## THE TASK
Tally the lines in the records that contain the string "pattern", treating uppercase and lowercase as different. Give only the number.

___ RECORDS FOR THIS EXERCISE

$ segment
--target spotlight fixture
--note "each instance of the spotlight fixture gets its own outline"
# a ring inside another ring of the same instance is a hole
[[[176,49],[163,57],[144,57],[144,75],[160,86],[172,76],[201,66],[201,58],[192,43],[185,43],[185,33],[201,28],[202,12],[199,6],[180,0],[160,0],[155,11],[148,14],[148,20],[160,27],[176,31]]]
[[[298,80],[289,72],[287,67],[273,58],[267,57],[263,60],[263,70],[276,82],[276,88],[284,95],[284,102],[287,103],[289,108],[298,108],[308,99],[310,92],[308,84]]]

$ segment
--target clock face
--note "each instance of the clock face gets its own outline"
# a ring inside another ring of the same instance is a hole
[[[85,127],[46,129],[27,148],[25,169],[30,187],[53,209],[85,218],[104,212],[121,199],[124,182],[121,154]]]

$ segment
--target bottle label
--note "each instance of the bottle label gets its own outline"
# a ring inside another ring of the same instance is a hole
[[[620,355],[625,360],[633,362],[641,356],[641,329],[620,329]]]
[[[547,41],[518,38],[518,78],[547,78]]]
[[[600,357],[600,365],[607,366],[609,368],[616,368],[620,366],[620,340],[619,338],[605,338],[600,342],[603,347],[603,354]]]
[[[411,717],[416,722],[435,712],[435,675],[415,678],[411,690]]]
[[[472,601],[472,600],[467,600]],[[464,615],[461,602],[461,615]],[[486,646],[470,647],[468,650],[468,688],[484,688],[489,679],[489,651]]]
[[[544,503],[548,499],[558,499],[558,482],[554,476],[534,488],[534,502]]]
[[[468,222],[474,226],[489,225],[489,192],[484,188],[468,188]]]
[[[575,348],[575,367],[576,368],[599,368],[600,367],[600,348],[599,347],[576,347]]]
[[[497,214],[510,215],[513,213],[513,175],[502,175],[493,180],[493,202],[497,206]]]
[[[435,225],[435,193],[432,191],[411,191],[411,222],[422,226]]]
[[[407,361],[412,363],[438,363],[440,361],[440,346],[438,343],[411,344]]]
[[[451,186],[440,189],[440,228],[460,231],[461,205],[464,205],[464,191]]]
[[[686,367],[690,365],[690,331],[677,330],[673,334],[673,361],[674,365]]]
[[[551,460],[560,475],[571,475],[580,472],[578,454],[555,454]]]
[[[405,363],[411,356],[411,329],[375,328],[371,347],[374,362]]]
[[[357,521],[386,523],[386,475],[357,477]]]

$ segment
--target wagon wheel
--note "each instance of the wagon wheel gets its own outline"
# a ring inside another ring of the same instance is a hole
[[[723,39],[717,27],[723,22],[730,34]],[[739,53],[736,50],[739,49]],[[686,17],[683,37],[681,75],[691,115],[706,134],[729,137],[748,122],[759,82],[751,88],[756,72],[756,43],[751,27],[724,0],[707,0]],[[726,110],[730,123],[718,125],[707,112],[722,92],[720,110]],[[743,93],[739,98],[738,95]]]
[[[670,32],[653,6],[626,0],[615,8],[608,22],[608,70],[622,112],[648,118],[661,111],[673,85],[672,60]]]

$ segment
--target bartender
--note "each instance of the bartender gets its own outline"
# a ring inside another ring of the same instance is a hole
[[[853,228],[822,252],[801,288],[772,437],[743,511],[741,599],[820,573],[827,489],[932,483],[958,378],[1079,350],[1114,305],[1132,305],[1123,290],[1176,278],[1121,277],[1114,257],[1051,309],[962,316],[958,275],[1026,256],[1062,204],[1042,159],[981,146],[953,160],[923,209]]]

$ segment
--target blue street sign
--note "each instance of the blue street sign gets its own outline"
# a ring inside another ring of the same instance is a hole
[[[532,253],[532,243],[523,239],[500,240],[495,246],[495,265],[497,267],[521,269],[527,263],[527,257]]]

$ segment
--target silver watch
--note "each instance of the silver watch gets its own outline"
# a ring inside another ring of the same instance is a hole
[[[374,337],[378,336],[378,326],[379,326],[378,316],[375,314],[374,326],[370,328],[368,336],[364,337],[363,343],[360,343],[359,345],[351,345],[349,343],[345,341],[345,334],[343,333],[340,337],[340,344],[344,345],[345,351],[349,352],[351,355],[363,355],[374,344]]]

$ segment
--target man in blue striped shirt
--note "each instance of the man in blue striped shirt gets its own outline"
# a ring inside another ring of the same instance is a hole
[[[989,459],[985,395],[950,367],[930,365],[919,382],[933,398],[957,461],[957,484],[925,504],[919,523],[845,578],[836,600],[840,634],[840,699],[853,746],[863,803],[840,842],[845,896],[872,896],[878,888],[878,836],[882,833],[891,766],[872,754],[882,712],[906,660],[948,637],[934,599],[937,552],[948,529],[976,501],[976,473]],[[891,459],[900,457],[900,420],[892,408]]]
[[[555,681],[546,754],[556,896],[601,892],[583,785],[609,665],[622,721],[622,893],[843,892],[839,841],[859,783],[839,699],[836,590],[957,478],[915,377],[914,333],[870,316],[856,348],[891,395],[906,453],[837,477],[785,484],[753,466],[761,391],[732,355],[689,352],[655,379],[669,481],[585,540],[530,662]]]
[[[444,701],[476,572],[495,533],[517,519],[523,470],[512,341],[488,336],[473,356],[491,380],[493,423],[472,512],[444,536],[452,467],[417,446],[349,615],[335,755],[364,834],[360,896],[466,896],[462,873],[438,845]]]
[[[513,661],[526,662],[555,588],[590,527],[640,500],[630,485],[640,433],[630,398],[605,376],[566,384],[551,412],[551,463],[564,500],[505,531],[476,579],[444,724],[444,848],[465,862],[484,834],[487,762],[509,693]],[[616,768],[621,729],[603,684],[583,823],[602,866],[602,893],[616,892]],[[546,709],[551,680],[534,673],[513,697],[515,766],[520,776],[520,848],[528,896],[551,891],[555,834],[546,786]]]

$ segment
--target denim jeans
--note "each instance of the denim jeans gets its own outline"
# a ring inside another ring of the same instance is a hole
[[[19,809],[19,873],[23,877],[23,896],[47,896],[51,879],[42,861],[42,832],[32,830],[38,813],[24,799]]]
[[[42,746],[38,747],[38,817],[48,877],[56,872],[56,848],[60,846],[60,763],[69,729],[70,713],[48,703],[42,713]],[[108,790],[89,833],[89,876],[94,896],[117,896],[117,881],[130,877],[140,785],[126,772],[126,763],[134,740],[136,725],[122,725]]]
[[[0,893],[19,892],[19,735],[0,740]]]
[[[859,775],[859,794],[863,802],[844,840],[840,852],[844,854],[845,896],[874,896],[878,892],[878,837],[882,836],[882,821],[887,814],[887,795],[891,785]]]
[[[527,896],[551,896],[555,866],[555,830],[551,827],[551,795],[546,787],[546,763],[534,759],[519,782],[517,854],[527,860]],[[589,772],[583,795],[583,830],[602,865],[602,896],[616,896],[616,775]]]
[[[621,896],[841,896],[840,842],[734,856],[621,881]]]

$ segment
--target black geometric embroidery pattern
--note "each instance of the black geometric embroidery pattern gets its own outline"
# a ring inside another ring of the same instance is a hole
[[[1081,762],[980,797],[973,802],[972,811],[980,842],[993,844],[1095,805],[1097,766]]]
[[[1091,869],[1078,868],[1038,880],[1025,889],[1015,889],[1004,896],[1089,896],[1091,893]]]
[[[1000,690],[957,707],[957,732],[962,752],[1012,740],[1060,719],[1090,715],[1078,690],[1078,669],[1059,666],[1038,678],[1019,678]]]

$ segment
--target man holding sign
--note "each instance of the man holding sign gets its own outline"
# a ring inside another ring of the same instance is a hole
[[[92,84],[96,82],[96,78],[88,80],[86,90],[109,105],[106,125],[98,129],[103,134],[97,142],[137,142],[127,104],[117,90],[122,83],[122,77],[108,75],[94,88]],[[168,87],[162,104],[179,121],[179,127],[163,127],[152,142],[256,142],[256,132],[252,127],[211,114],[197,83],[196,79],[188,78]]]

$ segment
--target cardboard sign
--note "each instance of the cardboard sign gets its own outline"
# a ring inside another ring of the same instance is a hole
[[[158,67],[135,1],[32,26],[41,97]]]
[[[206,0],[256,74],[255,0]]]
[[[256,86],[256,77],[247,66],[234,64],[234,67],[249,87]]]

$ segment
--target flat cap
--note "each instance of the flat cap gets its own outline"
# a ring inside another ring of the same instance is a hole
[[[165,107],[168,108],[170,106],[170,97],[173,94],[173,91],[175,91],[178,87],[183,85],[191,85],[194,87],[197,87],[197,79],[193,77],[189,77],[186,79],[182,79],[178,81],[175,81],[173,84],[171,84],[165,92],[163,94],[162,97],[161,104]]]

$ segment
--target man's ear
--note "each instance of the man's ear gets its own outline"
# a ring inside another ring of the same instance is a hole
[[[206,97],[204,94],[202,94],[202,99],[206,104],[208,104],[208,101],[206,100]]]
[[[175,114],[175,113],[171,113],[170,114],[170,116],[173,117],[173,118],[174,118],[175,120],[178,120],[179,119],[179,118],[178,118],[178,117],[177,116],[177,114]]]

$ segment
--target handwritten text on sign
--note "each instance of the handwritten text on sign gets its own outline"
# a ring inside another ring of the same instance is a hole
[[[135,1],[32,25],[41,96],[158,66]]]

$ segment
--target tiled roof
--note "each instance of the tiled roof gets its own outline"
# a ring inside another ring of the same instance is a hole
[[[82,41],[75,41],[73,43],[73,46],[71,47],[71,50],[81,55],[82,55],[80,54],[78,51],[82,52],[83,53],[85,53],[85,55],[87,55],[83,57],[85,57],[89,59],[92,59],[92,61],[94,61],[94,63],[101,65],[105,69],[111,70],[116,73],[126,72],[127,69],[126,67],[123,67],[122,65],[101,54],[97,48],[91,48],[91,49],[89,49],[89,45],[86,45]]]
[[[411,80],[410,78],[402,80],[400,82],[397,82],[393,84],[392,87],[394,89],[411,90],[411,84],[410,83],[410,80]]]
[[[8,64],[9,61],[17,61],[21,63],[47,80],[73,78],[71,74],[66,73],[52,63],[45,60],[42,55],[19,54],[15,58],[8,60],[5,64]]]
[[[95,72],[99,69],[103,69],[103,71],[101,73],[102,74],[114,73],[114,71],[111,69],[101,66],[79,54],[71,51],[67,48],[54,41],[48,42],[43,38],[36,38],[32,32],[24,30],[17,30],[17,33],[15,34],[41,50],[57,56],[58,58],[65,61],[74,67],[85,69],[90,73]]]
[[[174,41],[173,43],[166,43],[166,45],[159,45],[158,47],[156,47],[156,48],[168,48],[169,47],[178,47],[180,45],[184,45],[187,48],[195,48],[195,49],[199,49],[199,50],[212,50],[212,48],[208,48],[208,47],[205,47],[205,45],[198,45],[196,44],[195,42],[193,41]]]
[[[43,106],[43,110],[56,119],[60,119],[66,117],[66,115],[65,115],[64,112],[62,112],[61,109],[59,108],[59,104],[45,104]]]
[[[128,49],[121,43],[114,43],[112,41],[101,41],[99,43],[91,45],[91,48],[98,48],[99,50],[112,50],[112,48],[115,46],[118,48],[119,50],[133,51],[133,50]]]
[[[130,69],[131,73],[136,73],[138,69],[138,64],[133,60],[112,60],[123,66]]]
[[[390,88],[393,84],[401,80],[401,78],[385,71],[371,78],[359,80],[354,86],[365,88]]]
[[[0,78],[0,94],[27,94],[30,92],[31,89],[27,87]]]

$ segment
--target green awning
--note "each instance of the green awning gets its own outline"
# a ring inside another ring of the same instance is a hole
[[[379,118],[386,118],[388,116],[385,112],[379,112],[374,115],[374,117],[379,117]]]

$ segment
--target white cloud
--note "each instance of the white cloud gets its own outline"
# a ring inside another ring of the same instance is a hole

______

## WRITTEN RESPONSE
2